■ **Stated problem**
Please pick up the scrapbooking blog text below and continue it from its last sentence, separate from the material that follows it.

■ **Page extract**
+++
Thursday, April 30, 2009

Take Time

Just taking a quick moment to reflect on the week and the upcoming weekend. This week was wonderful! Very busy, lots of visiting and feeling happy! This weekend Matt is taking me away to Jasper to simply spend some time together relaxing and reconnecting. LOVE times like these. Nothing but him and I, the beautiful mountains, and conversation. These are my favorite moments that ultimately lead to fabulous memories.

Friday, April 24, 2009

It's Here!!!

What began as a chance "browsing through" on the simple scrapbooks website months ago, has now turned into this!! A layout of mine was accepted and published in the final installment of the Simple Scrapbooks magazine. I still cannot believe it!
I was randomly reading through the site, clicked on the link "open calls" and read the latest postings. They had various ones, and then one about weddings. Being just married a few months, I had slowly began experimenting with a few photos and pages and had luckily had a few done. I quickly snapped a photo, uploaded and off it was sent via email to simple scrapbooks. Who knew if I would ever hear anything really...it was just a try.
A few weeks later, a mysterious, yet familiar name popped up in my inbox requesting my layout to be used for this issue. Needless to say, I screamed...jumped around...screamed some more. I was in total shock and bliss all at the same time. That was a very cool moment for me, that I will never ever forget. I had a perma smile on my face for the rest of the night that's for sure.
+++
■ **Listed records**
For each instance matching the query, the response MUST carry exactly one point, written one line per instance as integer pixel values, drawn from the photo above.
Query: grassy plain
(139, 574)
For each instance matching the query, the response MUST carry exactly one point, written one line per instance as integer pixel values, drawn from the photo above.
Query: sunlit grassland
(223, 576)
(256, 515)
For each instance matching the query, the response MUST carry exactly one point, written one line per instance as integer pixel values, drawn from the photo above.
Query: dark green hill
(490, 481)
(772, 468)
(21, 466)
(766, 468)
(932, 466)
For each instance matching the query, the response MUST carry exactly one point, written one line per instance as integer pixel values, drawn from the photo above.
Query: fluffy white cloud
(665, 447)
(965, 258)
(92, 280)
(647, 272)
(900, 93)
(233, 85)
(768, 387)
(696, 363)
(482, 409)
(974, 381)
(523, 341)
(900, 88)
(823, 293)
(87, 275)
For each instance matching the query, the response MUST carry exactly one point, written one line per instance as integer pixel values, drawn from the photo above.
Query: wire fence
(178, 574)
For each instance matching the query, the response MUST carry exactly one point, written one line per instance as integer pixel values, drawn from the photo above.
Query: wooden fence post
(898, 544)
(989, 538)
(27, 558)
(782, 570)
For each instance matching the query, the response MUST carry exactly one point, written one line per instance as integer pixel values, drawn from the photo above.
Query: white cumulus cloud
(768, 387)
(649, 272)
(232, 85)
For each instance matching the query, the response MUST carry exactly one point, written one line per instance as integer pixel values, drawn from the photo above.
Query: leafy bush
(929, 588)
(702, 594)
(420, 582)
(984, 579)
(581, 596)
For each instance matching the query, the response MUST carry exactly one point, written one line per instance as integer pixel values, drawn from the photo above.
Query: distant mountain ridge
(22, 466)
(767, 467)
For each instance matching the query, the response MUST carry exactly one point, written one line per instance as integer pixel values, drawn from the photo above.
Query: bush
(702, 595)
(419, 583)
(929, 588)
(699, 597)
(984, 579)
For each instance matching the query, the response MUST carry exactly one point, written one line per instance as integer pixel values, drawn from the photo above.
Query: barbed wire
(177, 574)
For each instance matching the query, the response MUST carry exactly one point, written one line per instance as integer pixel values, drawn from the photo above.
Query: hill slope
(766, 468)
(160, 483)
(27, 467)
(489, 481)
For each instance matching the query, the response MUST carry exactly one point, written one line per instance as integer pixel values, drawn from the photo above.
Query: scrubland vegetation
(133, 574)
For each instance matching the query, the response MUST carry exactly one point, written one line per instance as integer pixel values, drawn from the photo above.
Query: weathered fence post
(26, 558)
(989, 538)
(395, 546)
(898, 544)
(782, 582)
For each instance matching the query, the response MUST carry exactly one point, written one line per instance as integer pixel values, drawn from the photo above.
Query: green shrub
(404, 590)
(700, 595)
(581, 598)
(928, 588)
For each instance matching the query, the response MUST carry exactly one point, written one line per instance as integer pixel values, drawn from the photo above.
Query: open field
+++
■ **Result below**
This was such an important life moment for me, in so many ways. I think first and foremost, what this moment taught me was the importance of taking chances. Just letting things go, old beliefs, fears, insecurities, and just DOING IT! We all can get caught up in our fears and insecurites, "this isn't good enough" or "I will never be as good as that". We have all been there and I think it is completely natural. We are all human after all. However, we do have the choice to rise above these and take a risk. This may have been a small one, however I never in a million years thought it would turn out this way...but it had. All things are possible, if we just really believe and try. And if some of those risks do not turn out the way we had hoped, I believe that is also for good reason for their is something more to be done and learned.
For that, I am forever grateful and counting my blessings again and again.
So happy I just took a chance and "put it out there". You never know who is listening!
"She loved life and it loved her right back"
~Kobi Yamada

Beneath the pages

I could not have said it better myself. To be reminded of why we all take part in this amazing hobby called scrapbooking, and why it is SO MUCH MORE than just photos, paper, and glue...please check out the most amazing post by Ali here. She could not have said it better. It is really all about what is beneath the pages.

Thursday, April 23, 2009

Birthday Snapshots

It's been a crazy busy "great" week! I have been meaning to post pics taken from my birthday days ago, but time just gets away on us and now I was able to find 5 minutes to quickly add them. Spring is such a busy time for birthdays in my family. It begins with my brothers birthday in March, and then the "birthday week in April" as I call it. My dad was born April 14, my birthday is April 15, and my mom's is April 19th. Needless to say, it's a busy month! But always a fun week of excitement and just an overall "happy" feeling in the air. I think it is so unique and special that we have that common bond with our birthdays.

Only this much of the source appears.